::: DATA RECORDS

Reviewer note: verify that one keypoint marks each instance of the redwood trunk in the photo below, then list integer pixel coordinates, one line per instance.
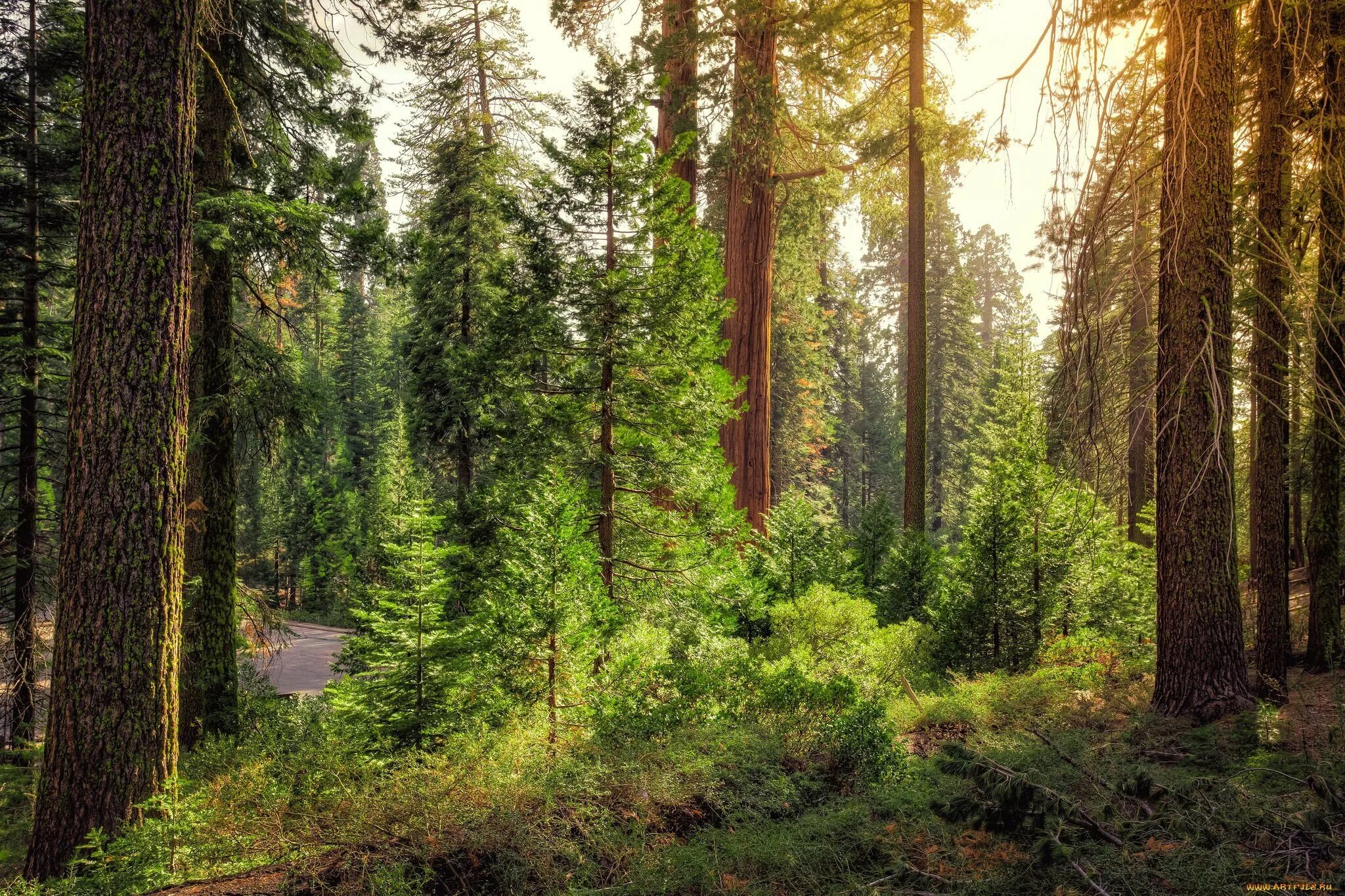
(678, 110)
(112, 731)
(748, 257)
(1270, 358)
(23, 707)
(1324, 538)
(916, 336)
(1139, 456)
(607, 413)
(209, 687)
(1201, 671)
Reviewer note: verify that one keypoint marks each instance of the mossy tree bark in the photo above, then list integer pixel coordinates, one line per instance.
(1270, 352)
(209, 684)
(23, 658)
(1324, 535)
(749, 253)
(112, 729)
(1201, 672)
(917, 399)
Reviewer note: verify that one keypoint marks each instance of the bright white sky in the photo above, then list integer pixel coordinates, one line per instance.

::::::

**WORK ORDER**
Could the lines above be copied out exactly, with no image carried over?

**SOLUTION FOR THIS PROBLEM**
Reviewer note: verify that one keypoint marks each instance of the redwood trunk in the photo below, then list integer pixel coordinates, one line per instance.
(678, 110)
(112, 731)
(748, 257)
(1270, 358)
(23, 707)
(1324, 538)
(916, 336)
(1139, 456)
(607, 413)
(209, 687)
(1201, 671)
Reviewer note: verify that one keypoint marks each instance of the mossy tree bark in the photo above, then list integer pixel coordinates, one line per instance.
(1270, 352)
(209, 684)
(23, 658)
(1324, 535)
(749, 253)
(112, 729)
(1201, 672)
(917, 399)
Reviewer note: verify that one keypoint marks each instance of the bright white sky in the photo above, then list integer pixel coordinates, one line per instance.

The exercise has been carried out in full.